Work to complete: Within the data that follows, how many lines contain the word "wristband"? Reply with only the number.

++++++++++++++++++++

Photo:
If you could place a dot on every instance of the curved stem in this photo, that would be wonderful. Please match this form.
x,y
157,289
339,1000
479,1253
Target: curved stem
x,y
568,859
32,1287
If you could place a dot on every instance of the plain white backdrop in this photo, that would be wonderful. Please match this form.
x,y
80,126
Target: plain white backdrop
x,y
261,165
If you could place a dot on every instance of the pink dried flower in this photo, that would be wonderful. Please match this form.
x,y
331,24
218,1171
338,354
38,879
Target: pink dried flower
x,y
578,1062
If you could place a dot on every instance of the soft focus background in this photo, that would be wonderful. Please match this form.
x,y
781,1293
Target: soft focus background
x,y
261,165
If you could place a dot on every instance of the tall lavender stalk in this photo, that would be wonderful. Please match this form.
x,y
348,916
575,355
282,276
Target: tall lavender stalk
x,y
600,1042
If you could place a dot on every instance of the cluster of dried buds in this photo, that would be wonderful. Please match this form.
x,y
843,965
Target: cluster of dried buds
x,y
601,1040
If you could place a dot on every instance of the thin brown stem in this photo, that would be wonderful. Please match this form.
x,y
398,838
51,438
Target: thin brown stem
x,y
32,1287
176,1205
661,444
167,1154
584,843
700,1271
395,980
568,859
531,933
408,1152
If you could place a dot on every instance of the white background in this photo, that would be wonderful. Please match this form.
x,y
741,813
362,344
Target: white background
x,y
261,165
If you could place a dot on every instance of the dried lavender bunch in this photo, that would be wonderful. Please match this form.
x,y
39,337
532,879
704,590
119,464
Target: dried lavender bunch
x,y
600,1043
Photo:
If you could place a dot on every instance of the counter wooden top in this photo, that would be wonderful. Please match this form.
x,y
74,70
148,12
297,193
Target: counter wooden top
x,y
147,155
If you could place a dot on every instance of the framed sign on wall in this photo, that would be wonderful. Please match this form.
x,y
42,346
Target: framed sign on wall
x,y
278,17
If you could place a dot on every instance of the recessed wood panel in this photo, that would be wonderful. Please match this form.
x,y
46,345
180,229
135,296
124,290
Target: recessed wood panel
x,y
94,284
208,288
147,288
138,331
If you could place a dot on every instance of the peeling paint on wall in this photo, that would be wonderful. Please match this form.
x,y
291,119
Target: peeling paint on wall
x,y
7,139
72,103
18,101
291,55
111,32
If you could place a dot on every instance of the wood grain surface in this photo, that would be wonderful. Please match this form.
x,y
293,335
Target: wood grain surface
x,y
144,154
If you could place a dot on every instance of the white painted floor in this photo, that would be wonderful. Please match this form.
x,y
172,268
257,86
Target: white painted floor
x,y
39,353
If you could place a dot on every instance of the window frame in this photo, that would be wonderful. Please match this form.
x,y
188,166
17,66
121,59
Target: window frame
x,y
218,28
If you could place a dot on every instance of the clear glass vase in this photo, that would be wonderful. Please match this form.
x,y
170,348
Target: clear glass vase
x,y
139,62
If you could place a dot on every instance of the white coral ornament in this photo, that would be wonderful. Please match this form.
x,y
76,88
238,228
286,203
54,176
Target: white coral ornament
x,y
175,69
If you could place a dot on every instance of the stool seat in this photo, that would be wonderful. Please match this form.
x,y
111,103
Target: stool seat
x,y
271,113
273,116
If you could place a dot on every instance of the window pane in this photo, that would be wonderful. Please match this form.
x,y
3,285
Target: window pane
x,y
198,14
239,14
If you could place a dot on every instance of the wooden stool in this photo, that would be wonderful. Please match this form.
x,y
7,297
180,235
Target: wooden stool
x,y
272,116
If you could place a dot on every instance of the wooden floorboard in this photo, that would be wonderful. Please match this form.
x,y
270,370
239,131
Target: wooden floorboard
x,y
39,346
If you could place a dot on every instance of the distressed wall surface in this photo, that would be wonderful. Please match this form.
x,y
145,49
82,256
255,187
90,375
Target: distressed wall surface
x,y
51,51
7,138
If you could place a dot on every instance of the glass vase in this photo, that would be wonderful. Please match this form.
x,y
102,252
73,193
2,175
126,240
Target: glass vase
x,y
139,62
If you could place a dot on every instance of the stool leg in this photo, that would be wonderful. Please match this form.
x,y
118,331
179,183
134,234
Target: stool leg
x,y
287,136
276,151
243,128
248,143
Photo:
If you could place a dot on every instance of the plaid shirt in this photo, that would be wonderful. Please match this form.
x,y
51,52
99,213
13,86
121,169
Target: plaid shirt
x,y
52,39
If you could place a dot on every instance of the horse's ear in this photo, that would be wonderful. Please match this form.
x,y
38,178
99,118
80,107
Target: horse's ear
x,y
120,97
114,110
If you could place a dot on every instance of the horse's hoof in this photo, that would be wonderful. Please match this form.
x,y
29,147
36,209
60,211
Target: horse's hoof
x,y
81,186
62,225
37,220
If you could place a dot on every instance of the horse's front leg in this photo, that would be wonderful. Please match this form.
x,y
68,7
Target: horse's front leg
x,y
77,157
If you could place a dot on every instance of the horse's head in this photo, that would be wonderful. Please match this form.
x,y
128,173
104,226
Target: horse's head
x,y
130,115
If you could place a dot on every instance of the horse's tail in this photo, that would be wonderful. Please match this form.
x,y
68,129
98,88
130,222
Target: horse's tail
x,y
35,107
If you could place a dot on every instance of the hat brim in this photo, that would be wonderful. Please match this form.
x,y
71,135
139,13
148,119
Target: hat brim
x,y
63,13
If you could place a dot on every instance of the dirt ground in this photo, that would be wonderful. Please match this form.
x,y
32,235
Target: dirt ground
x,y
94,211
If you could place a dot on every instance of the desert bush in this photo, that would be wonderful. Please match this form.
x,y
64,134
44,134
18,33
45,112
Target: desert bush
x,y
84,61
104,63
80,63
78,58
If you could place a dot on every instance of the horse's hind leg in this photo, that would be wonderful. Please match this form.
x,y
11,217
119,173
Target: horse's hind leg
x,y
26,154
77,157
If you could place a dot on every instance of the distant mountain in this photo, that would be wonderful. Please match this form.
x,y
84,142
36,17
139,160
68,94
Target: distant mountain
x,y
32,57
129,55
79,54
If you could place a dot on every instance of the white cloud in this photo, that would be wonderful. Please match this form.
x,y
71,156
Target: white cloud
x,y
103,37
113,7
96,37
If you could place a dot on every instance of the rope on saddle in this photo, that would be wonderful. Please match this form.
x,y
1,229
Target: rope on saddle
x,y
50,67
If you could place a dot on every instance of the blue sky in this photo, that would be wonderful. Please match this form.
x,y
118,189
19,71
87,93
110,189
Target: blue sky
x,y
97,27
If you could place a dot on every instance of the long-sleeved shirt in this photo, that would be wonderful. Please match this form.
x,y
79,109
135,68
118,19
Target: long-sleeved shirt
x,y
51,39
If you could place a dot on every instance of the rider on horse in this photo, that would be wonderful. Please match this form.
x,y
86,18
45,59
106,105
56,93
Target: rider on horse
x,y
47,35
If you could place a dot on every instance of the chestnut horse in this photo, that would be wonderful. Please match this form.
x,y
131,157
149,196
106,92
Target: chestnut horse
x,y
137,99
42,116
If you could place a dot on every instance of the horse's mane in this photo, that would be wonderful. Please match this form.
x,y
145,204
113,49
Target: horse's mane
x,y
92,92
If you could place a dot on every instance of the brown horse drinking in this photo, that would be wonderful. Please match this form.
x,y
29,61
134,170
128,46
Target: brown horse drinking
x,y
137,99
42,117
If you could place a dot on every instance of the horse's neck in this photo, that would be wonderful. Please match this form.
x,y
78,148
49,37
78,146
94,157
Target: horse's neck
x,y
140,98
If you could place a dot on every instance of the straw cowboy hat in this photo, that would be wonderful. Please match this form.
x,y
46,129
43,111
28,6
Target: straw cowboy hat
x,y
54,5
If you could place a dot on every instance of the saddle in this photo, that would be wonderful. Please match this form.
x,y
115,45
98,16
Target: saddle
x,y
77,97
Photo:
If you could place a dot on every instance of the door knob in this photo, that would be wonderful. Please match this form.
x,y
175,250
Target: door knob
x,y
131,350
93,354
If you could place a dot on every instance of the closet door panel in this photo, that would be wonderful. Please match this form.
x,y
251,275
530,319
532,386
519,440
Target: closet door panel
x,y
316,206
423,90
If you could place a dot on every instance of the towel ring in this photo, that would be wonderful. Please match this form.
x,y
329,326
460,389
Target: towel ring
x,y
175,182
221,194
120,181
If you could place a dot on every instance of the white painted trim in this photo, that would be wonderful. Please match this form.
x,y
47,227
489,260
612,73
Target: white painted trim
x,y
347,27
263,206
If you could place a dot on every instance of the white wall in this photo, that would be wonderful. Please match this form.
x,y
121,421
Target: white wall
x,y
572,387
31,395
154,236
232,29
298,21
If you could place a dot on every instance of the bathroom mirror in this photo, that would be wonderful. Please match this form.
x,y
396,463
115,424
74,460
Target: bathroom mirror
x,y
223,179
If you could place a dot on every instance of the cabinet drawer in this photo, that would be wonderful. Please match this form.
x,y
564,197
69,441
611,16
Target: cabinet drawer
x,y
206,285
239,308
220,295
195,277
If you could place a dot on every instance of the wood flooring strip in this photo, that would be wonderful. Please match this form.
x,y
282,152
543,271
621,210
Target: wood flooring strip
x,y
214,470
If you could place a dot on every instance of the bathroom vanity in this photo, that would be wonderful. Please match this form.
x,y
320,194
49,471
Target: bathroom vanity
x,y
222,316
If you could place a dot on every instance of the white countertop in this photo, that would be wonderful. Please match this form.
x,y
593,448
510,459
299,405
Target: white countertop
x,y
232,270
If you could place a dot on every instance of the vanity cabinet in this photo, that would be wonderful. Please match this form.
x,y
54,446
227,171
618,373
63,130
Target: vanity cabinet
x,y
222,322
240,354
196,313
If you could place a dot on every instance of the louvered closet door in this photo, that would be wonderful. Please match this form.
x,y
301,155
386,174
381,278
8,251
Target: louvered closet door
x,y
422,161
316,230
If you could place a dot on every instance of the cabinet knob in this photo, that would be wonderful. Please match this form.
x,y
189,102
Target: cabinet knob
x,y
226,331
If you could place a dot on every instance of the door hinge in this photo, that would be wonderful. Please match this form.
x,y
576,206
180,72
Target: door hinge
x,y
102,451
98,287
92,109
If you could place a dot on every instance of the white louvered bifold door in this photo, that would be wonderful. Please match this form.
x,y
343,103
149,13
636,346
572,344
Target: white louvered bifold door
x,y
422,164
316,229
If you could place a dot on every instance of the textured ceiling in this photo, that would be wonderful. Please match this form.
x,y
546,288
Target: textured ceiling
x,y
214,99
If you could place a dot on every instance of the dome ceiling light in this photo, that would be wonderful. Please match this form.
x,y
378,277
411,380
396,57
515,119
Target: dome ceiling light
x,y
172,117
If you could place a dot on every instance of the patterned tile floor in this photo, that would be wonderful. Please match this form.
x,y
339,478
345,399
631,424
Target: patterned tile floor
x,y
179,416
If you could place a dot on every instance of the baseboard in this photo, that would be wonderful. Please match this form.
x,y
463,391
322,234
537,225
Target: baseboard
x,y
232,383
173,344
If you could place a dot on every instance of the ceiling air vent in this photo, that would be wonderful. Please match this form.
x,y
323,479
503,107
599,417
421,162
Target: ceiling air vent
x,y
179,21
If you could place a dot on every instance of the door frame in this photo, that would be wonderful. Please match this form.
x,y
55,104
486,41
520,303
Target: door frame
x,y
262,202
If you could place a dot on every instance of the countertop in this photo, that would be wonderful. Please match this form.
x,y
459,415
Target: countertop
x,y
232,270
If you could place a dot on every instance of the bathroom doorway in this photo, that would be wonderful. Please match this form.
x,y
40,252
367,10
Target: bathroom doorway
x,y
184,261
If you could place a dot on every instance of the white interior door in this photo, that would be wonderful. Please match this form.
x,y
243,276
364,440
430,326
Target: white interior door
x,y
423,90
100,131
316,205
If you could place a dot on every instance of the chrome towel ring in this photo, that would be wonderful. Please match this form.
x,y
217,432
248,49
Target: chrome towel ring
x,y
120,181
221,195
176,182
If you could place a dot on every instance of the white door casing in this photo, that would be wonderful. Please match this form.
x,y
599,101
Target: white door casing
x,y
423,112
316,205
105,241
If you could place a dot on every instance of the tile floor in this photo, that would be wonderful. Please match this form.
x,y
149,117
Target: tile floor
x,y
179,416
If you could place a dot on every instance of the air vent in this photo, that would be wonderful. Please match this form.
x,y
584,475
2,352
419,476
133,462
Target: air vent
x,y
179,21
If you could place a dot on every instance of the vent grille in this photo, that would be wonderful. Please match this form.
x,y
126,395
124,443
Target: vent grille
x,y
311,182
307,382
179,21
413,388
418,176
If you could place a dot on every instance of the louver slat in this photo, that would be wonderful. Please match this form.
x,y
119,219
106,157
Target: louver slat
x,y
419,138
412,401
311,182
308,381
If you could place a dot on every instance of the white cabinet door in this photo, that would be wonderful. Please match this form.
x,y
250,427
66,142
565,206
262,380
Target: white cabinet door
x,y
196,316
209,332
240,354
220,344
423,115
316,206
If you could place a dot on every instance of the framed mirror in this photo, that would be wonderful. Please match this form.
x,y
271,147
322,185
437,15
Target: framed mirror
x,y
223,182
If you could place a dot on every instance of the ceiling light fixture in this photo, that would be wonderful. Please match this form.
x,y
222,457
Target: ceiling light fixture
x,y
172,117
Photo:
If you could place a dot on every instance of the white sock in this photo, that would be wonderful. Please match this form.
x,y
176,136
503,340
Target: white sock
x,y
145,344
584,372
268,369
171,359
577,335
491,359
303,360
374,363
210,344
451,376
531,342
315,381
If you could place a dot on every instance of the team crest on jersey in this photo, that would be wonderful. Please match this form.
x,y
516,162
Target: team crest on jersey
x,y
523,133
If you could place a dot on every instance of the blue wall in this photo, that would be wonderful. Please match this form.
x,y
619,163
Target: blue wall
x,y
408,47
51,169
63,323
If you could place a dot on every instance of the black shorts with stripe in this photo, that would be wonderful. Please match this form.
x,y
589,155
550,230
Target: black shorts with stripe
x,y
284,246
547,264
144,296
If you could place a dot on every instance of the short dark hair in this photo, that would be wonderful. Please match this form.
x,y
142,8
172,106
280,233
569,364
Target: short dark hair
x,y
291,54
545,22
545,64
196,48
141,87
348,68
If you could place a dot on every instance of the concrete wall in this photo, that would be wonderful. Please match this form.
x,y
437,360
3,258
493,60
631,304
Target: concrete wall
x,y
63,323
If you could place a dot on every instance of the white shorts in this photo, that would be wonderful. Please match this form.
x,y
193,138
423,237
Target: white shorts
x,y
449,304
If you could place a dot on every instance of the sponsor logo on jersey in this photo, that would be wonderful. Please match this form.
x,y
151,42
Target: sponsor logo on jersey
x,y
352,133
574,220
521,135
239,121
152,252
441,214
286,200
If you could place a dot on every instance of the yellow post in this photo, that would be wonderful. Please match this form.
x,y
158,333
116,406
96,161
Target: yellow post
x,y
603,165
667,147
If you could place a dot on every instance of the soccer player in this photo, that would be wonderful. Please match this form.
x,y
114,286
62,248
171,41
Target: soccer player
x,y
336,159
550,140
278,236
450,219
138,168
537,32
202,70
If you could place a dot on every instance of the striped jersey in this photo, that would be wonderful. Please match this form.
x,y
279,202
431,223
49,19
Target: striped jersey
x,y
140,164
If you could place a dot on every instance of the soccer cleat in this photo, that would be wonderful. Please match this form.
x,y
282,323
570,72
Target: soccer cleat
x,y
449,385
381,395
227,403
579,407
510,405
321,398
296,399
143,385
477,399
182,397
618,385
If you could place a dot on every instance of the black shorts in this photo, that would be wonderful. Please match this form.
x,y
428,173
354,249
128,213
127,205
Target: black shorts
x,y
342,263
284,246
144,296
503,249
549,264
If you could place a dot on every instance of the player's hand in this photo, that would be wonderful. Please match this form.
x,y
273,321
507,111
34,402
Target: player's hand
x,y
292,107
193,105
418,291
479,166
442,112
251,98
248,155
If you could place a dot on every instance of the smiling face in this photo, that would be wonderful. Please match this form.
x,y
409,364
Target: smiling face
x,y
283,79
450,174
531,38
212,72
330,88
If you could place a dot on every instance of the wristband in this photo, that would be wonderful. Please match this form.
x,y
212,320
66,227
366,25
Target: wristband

++++++++++++++++++++

Result of the task: 2